Copy out exactly each line from the line with "In the photo above, where can the long sleeve" through the last line of the material below.

* Available data
——————————
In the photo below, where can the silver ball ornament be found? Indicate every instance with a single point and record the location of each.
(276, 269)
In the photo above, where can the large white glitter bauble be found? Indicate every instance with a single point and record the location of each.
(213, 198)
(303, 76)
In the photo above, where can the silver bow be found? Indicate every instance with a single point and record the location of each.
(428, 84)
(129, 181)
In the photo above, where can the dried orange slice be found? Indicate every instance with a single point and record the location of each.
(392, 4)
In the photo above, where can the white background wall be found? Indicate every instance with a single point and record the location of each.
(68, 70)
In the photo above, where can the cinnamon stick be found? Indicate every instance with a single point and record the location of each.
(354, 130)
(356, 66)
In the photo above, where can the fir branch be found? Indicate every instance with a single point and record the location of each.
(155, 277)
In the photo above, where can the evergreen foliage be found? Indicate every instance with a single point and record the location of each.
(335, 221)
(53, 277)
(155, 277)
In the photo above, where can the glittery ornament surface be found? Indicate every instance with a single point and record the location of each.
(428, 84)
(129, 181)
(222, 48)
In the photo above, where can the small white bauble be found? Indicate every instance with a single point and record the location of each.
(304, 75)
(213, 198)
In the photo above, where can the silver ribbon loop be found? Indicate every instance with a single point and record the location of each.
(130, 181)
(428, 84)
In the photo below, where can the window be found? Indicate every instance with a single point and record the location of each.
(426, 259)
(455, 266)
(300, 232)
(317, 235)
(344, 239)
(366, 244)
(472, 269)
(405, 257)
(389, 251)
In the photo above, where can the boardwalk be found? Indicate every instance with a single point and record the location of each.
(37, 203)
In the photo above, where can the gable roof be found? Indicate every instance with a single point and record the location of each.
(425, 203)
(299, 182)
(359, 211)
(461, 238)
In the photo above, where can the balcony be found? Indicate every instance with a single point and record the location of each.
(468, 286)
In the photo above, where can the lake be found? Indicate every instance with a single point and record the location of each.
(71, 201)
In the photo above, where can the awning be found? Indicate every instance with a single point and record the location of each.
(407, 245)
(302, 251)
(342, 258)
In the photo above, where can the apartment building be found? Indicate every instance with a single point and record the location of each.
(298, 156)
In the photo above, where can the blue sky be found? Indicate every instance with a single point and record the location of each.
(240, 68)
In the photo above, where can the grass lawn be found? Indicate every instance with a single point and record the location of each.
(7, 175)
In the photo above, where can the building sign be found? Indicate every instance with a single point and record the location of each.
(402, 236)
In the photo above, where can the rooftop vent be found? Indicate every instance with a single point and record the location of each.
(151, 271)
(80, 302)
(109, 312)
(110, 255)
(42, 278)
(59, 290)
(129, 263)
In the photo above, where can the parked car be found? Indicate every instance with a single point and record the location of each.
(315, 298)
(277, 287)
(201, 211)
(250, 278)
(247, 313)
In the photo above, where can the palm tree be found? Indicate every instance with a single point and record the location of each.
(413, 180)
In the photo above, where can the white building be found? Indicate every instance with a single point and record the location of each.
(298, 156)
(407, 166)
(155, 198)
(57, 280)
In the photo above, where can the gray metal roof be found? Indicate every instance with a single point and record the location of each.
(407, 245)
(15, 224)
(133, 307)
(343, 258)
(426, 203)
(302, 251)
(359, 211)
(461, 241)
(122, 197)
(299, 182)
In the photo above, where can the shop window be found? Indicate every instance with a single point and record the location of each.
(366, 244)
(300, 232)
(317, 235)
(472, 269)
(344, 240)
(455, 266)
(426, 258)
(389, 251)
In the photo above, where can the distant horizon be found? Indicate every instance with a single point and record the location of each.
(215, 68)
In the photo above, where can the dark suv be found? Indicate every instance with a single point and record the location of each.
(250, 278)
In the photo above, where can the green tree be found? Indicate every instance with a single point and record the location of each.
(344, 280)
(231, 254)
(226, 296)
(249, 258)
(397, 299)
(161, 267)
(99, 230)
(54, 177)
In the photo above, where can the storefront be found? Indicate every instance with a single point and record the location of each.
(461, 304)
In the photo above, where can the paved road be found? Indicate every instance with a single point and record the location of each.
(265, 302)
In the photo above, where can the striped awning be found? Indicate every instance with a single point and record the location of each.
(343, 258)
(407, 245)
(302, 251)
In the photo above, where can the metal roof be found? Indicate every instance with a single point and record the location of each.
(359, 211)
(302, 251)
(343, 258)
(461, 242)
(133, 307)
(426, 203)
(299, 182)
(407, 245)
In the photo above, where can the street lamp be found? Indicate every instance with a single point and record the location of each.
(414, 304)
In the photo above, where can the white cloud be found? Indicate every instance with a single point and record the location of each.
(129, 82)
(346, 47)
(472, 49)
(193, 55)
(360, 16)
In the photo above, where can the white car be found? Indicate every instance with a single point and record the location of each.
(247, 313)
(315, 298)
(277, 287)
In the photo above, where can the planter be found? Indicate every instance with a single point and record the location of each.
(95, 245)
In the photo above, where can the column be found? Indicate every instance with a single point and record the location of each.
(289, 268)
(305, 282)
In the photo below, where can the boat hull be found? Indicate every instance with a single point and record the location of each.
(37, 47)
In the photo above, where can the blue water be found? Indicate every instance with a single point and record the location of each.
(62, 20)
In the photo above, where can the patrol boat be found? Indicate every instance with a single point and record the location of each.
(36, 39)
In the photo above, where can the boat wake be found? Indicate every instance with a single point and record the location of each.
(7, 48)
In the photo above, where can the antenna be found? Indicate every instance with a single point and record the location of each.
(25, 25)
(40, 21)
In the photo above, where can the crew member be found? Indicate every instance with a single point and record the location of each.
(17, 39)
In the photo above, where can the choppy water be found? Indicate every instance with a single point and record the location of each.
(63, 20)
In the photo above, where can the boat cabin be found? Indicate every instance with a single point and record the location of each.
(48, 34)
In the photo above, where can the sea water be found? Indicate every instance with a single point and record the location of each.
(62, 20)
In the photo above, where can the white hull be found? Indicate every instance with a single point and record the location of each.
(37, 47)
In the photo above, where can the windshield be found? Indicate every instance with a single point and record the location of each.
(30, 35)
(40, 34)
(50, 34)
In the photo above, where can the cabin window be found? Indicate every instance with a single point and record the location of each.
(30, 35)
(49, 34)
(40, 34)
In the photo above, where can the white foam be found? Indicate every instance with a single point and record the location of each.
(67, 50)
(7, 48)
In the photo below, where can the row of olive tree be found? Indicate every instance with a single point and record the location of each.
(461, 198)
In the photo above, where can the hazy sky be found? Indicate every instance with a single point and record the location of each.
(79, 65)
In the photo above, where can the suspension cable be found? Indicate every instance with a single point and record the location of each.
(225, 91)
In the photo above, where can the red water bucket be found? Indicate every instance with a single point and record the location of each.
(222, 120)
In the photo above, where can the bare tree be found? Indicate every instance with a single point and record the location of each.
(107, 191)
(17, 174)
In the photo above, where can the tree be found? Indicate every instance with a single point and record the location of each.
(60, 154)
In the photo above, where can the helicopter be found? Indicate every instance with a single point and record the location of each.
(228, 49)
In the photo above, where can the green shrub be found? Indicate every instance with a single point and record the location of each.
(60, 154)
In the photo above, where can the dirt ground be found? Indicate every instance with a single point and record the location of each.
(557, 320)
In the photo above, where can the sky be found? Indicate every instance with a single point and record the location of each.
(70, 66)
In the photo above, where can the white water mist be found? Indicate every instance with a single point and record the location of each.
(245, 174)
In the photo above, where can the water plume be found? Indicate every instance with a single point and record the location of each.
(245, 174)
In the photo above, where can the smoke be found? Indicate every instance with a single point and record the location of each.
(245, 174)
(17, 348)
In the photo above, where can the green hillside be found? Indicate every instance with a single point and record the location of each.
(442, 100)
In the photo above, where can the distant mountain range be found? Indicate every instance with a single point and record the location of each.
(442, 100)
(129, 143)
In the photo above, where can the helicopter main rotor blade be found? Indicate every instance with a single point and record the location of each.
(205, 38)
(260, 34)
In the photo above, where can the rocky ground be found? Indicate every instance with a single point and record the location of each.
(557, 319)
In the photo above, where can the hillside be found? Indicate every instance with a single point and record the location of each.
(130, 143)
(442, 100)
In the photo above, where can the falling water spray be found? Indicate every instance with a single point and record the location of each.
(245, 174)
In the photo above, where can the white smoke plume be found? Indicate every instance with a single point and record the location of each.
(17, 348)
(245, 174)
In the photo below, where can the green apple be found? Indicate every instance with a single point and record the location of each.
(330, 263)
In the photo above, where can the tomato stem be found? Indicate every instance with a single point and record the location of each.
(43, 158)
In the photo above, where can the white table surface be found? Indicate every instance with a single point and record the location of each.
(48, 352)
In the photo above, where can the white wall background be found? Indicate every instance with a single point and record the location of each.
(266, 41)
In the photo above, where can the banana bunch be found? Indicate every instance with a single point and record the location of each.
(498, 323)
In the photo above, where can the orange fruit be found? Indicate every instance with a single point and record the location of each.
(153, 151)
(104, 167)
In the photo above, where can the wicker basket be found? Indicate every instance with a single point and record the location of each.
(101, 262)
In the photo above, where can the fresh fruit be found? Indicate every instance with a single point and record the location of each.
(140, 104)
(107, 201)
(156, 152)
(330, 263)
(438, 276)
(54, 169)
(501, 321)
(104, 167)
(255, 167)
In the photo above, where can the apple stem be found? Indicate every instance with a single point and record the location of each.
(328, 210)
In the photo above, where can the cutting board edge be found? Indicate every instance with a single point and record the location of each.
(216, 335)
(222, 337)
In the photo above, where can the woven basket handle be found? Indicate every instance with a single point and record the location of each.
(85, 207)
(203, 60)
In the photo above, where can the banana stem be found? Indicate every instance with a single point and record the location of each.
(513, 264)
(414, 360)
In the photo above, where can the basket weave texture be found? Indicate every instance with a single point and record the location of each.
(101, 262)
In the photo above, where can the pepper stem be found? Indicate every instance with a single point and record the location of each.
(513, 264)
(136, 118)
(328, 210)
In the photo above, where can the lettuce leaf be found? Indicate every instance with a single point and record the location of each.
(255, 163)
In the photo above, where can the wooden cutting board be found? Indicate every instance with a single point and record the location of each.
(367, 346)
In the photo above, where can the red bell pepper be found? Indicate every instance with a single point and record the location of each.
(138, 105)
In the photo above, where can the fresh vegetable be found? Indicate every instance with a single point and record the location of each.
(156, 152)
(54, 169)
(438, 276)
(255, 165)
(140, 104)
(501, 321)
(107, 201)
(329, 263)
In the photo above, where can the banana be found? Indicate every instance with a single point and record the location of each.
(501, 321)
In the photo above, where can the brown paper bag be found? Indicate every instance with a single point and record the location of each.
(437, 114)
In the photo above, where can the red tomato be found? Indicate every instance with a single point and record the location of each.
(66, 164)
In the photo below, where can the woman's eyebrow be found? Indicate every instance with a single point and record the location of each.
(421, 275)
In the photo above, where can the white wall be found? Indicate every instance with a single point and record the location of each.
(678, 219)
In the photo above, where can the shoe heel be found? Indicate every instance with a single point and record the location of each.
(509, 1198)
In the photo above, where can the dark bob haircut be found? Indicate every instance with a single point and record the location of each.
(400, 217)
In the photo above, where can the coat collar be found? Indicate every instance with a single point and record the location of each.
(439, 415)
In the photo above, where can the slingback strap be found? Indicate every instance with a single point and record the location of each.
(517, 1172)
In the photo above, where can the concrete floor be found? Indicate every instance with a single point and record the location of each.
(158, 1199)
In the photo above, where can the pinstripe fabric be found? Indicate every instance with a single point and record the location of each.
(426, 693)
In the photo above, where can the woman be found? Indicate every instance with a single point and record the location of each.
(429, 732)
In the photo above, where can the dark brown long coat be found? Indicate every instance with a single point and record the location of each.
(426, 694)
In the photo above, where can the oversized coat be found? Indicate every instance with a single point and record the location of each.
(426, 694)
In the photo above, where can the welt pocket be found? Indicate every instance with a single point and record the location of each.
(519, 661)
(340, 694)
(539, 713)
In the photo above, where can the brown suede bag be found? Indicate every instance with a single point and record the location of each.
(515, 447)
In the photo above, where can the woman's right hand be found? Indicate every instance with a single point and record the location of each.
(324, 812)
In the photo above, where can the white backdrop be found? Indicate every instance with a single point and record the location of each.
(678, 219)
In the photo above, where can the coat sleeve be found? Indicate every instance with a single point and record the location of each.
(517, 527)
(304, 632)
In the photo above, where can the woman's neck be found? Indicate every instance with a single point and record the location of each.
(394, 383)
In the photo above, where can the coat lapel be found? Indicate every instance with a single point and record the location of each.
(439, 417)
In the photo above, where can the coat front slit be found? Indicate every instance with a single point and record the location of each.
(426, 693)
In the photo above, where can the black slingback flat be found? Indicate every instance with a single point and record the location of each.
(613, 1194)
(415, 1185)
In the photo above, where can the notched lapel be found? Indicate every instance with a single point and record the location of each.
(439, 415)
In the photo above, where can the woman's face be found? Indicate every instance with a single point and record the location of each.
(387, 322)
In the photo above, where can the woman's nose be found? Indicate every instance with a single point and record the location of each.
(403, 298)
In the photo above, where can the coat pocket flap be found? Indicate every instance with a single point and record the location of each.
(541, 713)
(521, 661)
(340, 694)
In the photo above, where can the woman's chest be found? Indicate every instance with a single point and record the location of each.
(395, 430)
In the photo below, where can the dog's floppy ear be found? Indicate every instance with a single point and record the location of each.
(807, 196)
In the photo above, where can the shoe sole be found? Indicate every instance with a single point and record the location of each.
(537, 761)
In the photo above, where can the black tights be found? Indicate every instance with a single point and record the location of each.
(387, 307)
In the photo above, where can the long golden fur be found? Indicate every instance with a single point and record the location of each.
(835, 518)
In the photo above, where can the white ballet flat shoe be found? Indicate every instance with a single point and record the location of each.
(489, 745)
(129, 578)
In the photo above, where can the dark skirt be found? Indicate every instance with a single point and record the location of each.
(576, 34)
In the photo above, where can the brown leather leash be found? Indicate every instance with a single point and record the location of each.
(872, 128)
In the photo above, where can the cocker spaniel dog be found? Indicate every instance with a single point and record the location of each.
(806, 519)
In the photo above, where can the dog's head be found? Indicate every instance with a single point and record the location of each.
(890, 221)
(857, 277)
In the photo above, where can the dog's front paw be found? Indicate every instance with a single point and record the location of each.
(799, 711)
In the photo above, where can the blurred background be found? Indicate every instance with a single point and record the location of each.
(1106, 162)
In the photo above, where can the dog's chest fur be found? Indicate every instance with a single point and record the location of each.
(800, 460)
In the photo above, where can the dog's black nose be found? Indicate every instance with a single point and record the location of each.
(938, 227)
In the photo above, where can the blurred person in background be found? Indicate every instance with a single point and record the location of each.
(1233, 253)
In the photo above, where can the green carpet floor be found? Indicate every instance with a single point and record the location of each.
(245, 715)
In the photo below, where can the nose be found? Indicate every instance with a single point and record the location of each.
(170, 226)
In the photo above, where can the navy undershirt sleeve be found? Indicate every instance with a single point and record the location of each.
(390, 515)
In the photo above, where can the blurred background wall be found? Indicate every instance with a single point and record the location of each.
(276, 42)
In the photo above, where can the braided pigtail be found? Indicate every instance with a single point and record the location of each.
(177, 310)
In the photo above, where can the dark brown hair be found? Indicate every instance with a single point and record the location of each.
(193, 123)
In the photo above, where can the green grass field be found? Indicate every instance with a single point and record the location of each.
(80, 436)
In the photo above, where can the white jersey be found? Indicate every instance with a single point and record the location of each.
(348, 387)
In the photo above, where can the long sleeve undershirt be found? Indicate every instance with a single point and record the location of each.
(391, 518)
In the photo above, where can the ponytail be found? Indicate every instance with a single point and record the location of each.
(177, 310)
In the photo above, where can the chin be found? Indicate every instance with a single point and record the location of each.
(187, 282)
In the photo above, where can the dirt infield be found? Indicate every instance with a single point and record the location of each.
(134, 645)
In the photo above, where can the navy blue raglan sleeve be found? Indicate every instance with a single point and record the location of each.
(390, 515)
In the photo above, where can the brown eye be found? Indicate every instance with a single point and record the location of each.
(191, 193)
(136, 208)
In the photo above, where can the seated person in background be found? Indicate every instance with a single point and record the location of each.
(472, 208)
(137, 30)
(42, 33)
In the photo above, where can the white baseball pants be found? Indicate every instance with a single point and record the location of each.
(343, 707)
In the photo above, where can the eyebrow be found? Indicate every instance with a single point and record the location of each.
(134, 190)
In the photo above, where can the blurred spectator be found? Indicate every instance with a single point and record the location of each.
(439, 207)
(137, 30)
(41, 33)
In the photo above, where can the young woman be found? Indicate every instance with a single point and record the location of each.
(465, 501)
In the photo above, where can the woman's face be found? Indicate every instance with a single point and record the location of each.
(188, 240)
——————————
* Complete answer
In the photo above, where can the long sleeve undershirt be found? Indicate every instance with a single point and record the location of each.
(391, 518)
In the photo above, where can the ponytail be found? Indicate every instance with a single point and record the location of each.
(177, 310)
In the photo above, where can the chin be found? Indicate every instance with a single point and record the location of each.
(187, 282)
In the photo above, where can the dirt infield be found? Indicate every instance with a single point and record the location of each.
(134, 645)
In the photo above, where can the navy blue raglan sleeve be found? Indicate every instance with a single point and record the location of each.
(390, 515)
In the photo above, where can the brown eye be found? Indicate every instance with a single point and record the location of each.
(191, 193)
(136, 208)
In the photo above, where can the seated person in background be found? Indicate every instance with a single point and record the location of each.
(472, 208)
(137, 30)
(42, 33)
In the photo above, where can the white baseball pants be found? Indicate every instance with a single point and record the location of each.
(343, 707)
In the photo above, where can the eyebrow be found? Indicate every instance with a single point and record the location of each.
(134, 190)
In the photo above, where can the blurred spectator be found? Indicate every instance with a single point and record the location of each.
(439, 207)
(137, 30)
(41, 33)
In the photo above, where can the young woman be found? Indicate every instance with a single point and record the location of each.
(465, 501)
In the photo above, where can the woman's face be found? Indicate every instance with a single point and record the location of each.
(188, 240)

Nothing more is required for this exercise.